## EXERCISE REQUIREMENTS
The expected result is the run of lines from the one containing "Point out every instance of the gray bed" to the end of the listing, copied exactly.

....

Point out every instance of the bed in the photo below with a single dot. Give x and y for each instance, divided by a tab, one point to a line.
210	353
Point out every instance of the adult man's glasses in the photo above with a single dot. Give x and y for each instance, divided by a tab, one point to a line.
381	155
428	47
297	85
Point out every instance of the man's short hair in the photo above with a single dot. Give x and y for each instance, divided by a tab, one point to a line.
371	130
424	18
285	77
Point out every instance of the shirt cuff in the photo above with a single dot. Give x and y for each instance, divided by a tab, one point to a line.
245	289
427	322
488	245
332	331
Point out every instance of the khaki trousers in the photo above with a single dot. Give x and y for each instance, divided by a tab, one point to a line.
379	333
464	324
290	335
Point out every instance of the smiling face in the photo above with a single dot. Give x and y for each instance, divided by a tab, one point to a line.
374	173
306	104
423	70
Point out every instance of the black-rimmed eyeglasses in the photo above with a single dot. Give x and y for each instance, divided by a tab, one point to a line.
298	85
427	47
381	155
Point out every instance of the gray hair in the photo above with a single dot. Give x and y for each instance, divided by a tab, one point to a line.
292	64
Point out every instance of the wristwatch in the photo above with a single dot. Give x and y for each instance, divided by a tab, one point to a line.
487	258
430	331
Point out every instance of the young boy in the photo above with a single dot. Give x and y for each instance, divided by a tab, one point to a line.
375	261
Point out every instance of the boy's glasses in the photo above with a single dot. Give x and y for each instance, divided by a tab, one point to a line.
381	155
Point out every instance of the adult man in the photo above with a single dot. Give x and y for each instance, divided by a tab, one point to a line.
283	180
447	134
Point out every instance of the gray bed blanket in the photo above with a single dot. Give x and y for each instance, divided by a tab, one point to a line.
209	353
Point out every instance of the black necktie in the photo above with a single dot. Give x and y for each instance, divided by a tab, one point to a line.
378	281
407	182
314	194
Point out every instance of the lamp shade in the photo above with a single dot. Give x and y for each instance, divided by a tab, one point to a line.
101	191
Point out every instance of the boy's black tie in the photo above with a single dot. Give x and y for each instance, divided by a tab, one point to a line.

....

## RESPONSE FOR THIS EXERCISE
Point out every instance of the gray bed blanket in the photo above with a single dot. Give x and y for each instance, divided by a tab, one point to a line.
209	353
Point out every instance of the black necktie in the photo above with a single dot. Give x and y for each instance, divided by a tab, one point to a line.
378	281
407	182
314	194
Point out every instance of the lamp shade in the photo above with a single dot. Give x and y for each instance, divided by a tab, one point to a line.
101	191
Point out every instance of the boy's black tie in the photo above with a single dot. Give x and y for each instance, divided by a tab, one point to a line.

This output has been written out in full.